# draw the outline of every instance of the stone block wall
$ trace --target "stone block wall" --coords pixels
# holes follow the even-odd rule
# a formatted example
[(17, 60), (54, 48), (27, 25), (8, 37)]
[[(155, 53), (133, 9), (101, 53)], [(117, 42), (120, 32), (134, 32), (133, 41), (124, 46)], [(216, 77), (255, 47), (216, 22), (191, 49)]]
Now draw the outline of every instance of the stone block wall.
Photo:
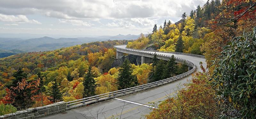
[(0, 119), (35, 119), (64, 111), (66, 108), (66, 102), (62, 101), (3, 115), (0, 116)]

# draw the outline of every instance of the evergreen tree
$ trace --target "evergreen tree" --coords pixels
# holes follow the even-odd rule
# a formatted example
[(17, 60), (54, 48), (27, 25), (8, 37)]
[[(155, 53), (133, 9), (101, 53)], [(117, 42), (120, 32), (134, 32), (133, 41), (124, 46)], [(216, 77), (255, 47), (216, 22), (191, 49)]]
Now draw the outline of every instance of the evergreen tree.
+--
■ **Written task**:
Reproduce the data verbatim, from its first line through the line containing "115), (0, 116)]", both included. Leave the pictures out of your copy.

■ **Answer in full**:
# draw the outline of every instance of the stone block wall
$ trace --target "stone block wall" --coords pixels
# holes follow the even-odd rule
# a formatted example
[(17, 60), (54, 48), (27, 25), (8, 37)]
[[(155, 53), (133, 9), (101, 53)], [(117, 42), (120, 32), (134, 32), (133, 41), (124, 46)], [(216, 77), (255, 47), (216, 22), (191, 49)]]
Now draw the outline of every instance of the stone block wall.
Photo:
[(0, 119), (35, 119), (64, 111), (66, 108), (66, 102), (62, 101), (3, 115), (0, 116)]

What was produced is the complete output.